Function pointer combining with templates

In the previous example, you can only do integer operations. To allow more flexibility, you can combine function pointer with templates.

template <typename T>
T apply_operation(T* array, size_t size, T (*operation)(T, T)) {
    T result = array[0];
    for (size_t i = 1; i < size; ++i) {
        result = operation(result, array[i]);
    }
    return result;
}

template <typename T>
T sum(T a, T b) { return a + b; }

template <typename T>
T product(T a, T b) { return a * b; }

// usage
double array[] = {1.1, 2.2, 3.3, 4.4, 5.5};
size_t size = 5;
double sum_result = apply_operation(array, size, sum);
double product_result = apply_operation(array, size, product);

Function object (Functor)

What is a function object?

  • A function object is an object that can be called like a function.
  • It’s a class that overloads the operator() (call operator).
  • It’s a kind of “function wrapper”.

In the previous assignment, you have already used function objects. For example, we define a class to calculate the payoff for a European call option.

Information given:
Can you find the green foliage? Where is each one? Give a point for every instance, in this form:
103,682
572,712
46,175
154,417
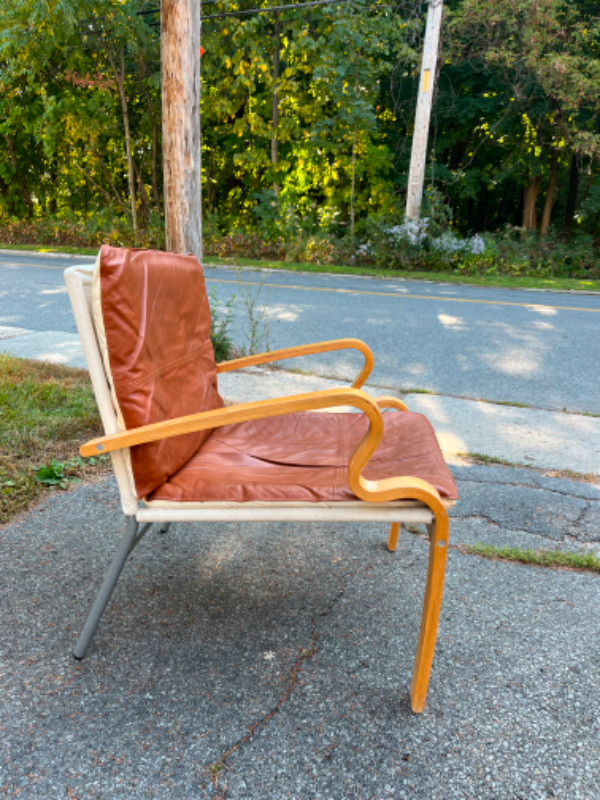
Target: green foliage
46,411
540,558
309,160
220,324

Set exercise: Extend the C++ tutorial text past its final sentence. The rows have no connection to the C++ tutorial text.

Task output:
class EuropeanCallPayoff {
public:
    double operator()(double spot) const;
    double strike;
};

Counting the number of a certain element in an array

struct CountIf {
    CountIf(char value) : value(value) {}
    size_t operator()(const char* str) const {
        size_t count = 0;
        for (const char* p = str; *p != '\0'; ++p) {
            if (*p == value) ++count;
        }
        return count;
    }
private:
    char value;
};
  • The operator() is overloaded to take a const char* argument.
    • The operator() is the method name.
    • The second () takes the argument.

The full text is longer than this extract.